■ Written task: Can you transcribe every record below exactly as it appears?

(Point placement records)
####################

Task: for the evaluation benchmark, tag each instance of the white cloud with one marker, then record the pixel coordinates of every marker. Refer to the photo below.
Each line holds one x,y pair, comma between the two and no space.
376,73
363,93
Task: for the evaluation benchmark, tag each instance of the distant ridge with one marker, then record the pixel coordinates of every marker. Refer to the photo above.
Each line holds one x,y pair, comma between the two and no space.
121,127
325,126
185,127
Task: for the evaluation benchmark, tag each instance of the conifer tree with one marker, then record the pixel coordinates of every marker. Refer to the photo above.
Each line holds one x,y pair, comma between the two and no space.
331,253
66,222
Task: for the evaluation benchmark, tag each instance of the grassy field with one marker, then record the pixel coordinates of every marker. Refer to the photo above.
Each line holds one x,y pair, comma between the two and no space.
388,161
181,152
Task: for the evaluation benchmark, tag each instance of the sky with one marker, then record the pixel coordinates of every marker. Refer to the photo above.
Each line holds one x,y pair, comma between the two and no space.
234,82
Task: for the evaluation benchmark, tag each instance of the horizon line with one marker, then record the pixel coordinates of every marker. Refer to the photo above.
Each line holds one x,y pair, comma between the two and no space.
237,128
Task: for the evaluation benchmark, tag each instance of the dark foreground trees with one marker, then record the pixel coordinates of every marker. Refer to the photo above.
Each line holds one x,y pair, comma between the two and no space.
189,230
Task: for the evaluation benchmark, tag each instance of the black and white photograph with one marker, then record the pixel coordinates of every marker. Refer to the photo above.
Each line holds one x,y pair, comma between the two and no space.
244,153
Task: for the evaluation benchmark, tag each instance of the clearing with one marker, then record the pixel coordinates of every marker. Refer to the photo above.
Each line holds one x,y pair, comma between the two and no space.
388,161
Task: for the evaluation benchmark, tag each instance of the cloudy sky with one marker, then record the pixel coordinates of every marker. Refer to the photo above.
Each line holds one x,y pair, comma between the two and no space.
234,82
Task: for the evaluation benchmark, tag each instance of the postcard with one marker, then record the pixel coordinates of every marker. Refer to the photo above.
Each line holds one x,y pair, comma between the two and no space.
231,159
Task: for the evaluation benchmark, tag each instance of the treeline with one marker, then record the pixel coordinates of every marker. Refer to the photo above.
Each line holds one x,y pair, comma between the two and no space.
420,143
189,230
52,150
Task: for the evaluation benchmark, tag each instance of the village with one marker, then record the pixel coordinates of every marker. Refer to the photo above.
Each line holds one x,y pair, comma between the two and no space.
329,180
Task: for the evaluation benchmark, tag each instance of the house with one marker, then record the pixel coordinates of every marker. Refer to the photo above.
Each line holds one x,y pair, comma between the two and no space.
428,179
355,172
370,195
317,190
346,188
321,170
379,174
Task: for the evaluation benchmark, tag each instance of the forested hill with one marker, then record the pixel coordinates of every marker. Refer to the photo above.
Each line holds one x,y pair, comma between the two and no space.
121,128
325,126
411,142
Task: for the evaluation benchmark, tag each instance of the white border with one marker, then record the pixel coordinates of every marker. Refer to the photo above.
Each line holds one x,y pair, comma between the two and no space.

####################

■ Written answer:
Task: for the evaluation benchmark, tag each instance of the white cloud with one marker, then record the pixel coordinates of every marker. Refer to the photo below.
Each line holds one x,y pair, comma between the two and no space.
376,73
363,93
Task: for the evaluation benchmark, tag each instance of the distant ridge with one marker, then record the pixel coordinates of every marker. Refer to the photo above.
Each line holds one x,y pair, comma between the two and no space.
121,127
325,126
185,127
Task: for the evaluation benchmark, tag each instance of the conifer tree with one marker, then record the pixel coordinates of every marker. Refer to the photo above.
Each line holds one x,y pair, comma between the two and no space.
331,253
66,222
Task: for the evaluation benchmark, tag each instance of the grassy field with one marker, then record the pixel coordinates of every marker. Refer to the photo above.
Each line holds one x,y pair, comma between the two and no space.
388,161
181,152
Task: for the evaluation benchmark, tag each instance of the sky with one marker, then record the pixel coordinates of every marker. Refer to the photo above.
Each line holds one x,y pair, comma between the two and no space.
234,82
Task: for the evaluation benchmark, tag each instance of the horizon line with one marker, then record the pixel coordinates of every marker. Refer to the photo above.
Each line holds one x,y pair, comma between the two and no space.
237,128
Task: for the evaluation benchmark, tag each instance of the dark foreground trees with one marker, then record the pixel coordinates of every marker. Refer to the photo above.
Each line holds one x,y pair, comma between the two and no space.
189,230
Task: for the evaluation benchmark, tag each instance of the black and white photograph with one marker, then record the pixel coordinates of every marker. Refer to the photo above.
Each line holds one x,y pair, comma between the two and no space.
244,153
Task: for the evaluation benchmark, tag each instance of the clearing with one marker, then record the pixel coordinates of every marker. Refer to the photo above.
Each line holds one x,y pair, comma between the two and no space.
388,161
Task: for the evaluation benchmark, tag each instance of the cloudy sky with one marker, then record the pixel coordinates of every marker. Refer to the photo above.
Each line holds one x,y pair, comma between the two and no space.
234,82
Task: for the evaluation benchmark, tag each instance of the postcard with one marker, then record the pixel coordinates of every marker. Refer to the photo above.
Each line holds one x,y pair, comma between the two and no space.
231,159
Task: for the evaluation benchmark, tag each instance of the treeline with one marker, then record the pixel coordinates of every marker. Refer to the photo above.
Each line holds one x,y pair, comma between the two and no space.
420,143
189,230
52,150
Task: for the evaluation benchmark, tag each instance of the village with one marker, then record the pixel coordinates of every marker. Refer to the photo above.
Each line holds one x,y pair, comma between the two and no space.
329,180
Task: for the evaluation benchmark, tag each instance of the house with one marker, then record the pixel coordinates of every marker. Refer to the photo above.
Each line holds one x,y pair, comma between the two and no space.
428,179
355,172
370,195
317,190
346,188
321,170
379,174
Task: for the evaluation benchmark, tag each instance of the forested hill with one marker, then record the pixel coordinates of every marker. Refer to the photo above.
Each line holds one x,y pair, comma between the two and no space.
121,128
325,126
411,142
Task: for the evaluation benchmark, tag each instance of the white border with one marker, then record the pixel coordinates of every marker. Refer to the photo above.
Each line holds one x,y pair, comma between the two and no space.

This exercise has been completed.